→ **Exercise objective**: Your answer must be the exact lines from the one holding "Target: blue glove fingertip" through the end of the entries, with no pictures.

Dataset records
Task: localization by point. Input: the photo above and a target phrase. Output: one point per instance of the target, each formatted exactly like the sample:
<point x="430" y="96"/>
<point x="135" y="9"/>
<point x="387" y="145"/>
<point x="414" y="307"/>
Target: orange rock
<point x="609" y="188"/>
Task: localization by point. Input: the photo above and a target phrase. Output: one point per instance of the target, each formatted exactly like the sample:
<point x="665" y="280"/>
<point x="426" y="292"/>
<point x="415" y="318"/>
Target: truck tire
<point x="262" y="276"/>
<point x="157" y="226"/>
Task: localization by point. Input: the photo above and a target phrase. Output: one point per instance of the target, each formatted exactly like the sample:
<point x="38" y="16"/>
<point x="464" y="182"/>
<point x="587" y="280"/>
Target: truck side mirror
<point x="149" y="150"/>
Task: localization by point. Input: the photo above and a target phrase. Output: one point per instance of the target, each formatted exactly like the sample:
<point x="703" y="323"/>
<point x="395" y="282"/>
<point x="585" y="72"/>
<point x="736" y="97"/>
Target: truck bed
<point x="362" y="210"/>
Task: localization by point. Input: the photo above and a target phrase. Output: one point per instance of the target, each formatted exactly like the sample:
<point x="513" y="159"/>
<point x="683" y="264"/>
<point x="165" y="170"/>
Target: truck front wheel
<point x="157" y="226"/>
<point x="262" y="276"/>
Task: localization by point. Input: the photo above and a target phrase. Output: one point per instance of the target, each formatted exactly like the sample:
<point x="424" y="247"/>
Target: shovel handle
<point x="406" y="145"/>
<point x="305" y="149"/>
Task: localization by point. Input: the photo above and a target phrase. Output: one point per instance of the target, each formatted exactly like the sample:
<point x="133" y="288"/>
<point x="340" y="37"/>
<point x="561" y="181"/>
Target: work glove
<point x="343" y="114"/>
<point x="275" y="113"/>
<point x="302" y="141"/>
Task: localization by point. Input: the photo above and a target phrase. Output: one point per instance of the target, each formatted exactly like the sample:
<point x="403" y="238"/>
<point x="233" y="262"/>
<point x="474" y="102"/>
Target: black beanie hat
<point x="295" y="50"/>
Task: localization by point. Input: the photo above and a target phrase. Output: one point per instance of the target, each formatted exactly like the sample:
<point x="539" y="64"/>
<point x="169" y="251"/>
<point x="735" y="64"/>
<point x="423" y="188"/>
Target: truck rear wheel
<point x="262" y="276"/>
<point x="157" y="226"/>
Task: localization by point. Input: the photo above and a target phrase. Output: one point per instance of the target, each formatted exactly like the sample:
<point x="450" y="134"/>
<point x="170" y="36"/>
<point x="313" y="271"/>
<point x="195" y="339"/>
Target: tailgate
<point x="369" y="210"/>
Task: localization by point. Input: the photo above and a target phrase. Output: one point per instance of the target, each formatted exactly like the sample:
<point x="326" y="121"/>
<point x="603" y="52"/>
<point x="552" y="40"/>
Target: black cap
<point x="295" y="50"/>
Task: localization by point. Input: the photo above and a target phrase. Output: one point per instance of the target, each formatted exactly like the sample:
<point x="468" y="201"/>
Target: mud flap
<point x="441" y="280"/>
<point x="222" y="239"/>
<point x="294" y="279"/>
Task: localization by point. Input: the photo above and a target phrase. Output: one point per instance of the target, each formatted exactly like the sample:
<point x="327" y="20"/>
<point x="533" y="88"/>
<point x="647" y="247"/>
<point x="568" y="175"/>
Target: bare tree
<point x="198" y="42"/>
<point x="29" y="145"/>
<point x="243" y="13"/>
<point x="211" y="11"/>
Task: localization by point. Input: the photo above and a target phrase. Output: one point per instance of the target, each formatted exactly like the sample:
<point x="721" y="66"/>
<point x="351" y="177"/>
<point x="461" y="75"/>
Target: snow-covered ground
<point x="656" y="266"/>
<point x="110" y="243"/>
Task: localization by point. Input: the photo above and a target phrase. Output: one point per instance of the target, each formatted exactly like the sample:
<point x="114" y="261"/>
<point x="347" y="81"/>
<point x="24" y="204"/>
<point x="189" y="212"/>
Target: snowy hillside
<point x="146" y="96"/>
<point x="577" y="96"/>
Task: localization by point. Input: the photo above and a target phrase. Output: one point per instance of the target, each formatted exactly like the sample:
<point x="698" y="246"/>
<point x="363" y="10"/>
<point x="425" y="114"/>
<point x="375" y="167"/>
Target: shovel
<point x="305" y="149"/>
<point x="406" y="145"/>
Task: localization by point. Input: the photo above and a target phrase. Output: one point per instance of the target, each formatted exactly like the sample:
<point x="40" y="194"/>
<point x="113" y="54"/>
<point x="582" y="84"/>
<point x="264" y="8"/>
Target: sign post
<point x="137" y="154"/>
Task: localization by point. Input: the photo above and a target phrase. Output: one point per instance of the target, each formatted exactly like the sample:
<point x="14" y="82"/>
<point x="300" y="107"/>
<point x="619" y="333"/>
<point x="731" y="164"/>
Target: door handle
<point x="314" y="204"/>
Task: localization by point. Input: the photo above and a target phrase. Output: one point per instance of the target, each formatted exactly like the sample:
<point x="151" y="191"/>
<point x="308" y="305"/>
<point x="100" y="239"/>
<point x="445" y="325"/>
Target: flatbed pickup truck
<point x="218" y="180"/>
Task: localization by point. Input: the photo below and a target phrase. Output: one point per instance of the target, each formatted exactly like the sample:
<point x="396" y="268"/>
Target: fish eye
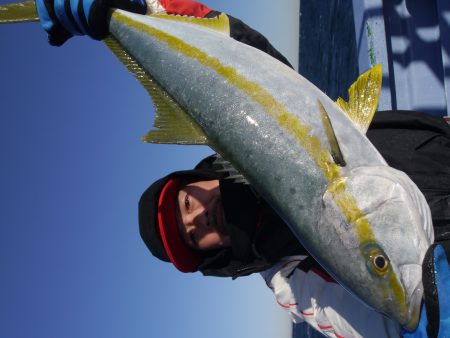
<point x="380" y="262"/>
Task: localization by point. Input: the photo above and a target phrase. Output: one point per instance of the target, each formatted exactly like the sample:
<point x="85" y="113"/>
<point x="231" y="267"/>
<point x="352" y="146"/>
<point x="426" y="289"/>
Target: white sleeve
<point x="315" y="298"/>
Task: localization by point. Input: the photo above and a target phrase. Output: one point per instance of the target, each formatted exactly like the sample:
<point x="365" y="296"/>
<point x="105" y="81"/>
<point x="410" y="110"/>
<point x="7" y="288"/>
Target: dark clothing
<point x="415" y="143"/>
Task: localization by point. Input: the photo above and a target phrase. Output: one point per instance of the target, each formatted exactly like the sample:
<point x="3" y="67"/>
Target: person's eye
<point x="187" y="202"/>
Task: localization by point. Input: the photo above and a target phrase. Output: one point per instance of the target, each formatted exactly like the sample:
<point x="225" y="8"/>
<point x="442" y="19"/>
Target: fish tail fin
<point x="363" y="96"/>
<point x="18" y="12"/>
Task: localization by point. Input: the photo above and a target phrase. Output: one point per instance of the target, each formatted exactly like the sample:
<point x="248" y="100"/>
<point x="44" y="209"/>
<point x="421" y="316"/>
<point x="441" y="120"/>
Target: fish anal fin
<point x="173" y="125"/>
<point x="363" y="96"/>
<point x="336" y="152"/>
<point x="18" y="12"/>
<point x="220" y="23"/>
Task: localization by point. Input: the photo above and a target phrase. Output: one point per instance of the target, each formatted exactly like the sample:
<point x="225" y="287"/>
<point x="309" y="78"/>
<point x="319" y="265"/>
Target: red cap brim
<point x="179" y="253"/>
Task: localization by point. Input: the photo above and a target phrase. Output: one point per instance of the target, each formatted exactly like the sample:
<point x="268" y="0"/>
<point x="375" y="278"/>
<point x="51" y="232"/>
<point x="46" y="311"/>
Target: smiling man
<point x="201" y="221"/>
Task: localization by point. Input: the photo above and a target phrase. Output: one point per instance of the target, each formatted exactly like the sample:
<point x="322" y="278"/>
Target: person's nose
<point x="198" y="217"/>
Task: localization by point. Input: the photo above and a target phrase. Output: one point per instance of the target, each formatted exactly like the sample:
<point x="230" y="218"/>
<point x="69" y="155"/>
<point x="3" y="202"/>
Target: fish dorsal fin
<point x="224" y="167"/>
<point x="18" y="12"/>
<point x="220" y="23"/>
<point x="363" y="96"/>
<point x="335" y="150"/>
<point x="174" y="125"/>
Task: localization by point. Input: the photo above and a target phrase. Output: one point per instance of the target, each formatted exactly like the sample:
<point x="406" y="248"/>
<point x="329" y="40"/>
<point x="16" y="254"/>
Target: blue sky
<point x="72" y="170"/>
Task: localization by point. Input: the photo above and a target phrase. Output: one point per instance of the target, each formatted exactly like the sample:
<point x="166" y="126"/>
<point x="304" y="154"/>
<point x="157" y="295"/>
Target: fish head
<point x="381" y="228"/>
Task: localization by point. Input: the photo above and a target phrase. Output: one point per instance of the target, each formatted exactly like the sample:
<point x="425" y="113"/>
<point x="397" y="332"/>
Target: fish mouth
<point x="413" y="314"/>
<point x="217" y="217"/>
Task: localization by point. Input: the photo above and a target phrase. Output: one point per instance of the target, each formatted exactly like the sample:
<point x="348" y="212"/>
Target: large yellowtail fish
<point x="367" y="224"/>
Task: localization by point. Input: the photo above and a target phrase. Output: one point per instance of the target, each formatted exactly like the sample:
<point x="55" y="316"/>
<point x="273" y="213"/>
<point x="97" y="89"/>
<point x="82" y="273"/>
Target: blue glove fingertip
<point x="442" y="272"/>
<point x="75" y="9"/>
<point x="44" y="15"/>
<point x="64" y="16"/>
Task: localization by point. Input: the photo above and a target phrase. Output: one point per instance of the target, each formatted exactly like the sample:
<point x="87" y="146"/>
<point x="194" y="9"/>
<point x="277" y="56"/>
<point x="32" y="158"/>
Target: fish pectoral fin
<point x="223" y="166"/>
<point x="363" y="96"/>
<point x="173" y="125"/>
<point x="220" y="23"/>
<point x="18" y="12"/>
<point x="335" y="150"/>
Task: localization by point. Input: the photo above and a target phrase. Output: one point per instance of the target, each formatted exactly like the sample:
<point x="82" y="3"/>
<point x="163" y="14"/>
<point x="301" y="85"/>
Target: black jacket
<point x="415" y="143"/>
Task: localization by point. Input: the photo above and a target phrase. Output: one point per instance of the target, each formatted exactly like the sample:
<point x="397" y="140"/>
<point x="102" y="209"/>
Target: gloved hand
<point x="435" y="316"/>
<point x="64" y="18"/>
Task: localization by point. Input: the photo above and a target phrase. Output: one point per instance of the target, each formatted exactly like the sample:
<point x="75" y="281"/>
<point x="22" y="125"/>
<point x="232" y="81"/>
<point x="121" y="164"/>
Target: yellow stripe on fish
<point x="288" y="121"/>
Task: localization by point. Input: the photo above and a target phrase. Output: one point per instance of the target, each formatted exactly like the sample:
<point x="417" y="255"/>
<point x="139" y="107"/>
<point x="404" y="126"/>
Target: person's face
<point x="200" y="216"/>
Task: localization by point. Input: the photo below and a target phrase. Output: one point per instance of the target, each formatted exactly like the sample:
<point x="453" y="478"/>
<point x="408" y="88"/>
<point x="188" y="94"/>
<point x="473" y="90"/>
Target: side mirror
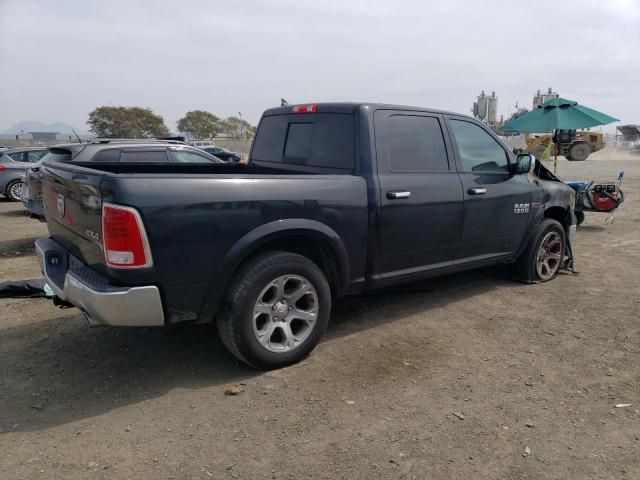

→ **Exercise answer**:
Target: blue glove fingertip
<point x="442" y="272"/>
<point x="75" y="9"/>
<point x="44" y="15"/>
<point x="64" y="16"/>
Task: localization by point. Input: the photo above and a target phrase. Output: one point per instance of the target, each formatted exactly like the sample:
<point x="87" y="146"/>
<point x="194" y="9"/>
<point x="277" y="56"/>
<point x="32" y="158"/>
Target: fish pectoral fin
<point x="223" y="166"/>
<point x="363" y="96"/>
<point x="173" y="125"/>
<point x="220" y="23"/>
<point x="18" y="12"/>
<point x="335" y="150"/>
Task: localization by point. Input: the photo above and a target phrase. Output: one point per instance of the target, each formatted exactly like the sample:
<point x="82" y="3"/>
<point x="163" y="14"/>
<point x="301" y="85"/>
Target: black jacket
<point x="415" y="143"/>
Task: localization by point. Input: the photo above and a target phrase. Output: one point per instance of the target, each formatted exactly like the sample:
<point x="397" y="140"/>
<point x="102" y="209"/>
Target: gloved hand
<point x="435" y="316"/>
<point x="64" y="18"/>
Task: localization by point. Input: the photo above and a target phrase. Output: one point per instance of the target, each formatted exactly like the sample:
<point x="75" y="281"/>
<point x="22" y="125"/>
<point x="232" y="81"/>
<point x="121" y="164"/>
Target: yellow stripe on fish
<point x="288" y="121"/>
Task: localization by point. Input: the photo above and a target phrase. Output: one point per instance of the target, each formatted exactly like the sample:
<point x="417" y="255"/>
<point x="139" y="107"/>
<point x="404" y="126"/>
Target: person's face
<point x="200" y="216"/>
Task: localization by point. Input: the photo below and a target phrase. Output: one point per instance of the target, each formatted exactly like the sample:
<point x="453" y="478"/>
<point x="408" y="88"/>
<point x="188" y="94"/>
<point x="473" y="90"/>
Target: side mirror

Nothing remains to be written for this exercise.